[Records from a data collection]
[Start of section]

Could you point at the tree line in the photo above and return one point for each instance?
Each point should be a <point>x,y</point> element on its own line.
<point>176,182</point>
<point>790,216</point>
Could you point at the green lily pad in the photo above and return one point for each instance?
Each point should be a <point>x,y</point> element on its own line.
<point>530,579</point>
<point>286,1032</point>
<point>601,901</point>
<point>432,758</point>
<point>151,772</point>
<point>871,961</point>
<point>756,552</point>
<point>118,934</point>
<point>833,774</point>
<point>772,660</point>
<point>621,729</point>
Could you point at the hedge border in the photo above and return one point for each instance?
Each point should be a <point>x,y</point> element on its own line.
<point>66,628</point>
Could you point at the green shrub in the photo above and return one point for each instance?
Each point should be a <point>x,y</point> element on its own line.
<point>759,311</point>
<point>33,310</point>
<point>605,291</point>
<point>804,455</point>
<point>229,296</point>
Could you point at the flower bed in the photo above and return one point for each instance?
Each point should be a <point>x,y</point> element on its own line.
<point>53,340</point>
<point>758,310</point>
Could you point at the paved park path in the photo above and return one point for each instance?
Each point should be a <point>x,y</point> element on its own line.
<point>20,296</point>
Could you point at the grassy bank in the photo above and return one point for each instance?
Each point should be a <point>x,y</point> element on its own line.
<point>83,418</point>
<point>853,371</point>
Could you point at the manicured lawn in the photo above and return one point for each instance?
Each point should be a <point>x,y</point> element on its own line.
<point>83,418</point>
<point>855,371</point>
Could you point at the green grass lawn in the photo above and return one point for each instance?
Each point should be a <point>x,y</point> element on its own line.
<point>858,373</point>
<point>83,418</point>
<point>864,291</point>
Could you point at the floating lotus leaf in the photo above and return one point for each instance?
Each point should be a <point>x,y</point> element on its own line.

[End of section]

== WORK INSTRUCTION ==
Copy every line of the data that holds the string "Could".

== RESPONSE AREA ==
Could you point at the tree line in the photo above and return one point for each instance?
Could you point at the green lily pad in the photo above and return one point for each instance?
Could you point at the hedge border in the photo above and return one point for each instance?
Could you point at the green shrub in the photo above and return one point for each instance?
Could you point at the flower bed in the photo above and return one point for each instance?
Could you point at the paved park path in the photo above and return one point for each instance?
Could you point at the grassy bank in the photo above and return one point for each instance?
Could you point at the manicured lawn in the photo above and return one point for each instance?
Could you point at the green grass lawn in the photo above and return one point for each instance?
Could you point at the floating lotus leaf in the photo above and return one point for each instance?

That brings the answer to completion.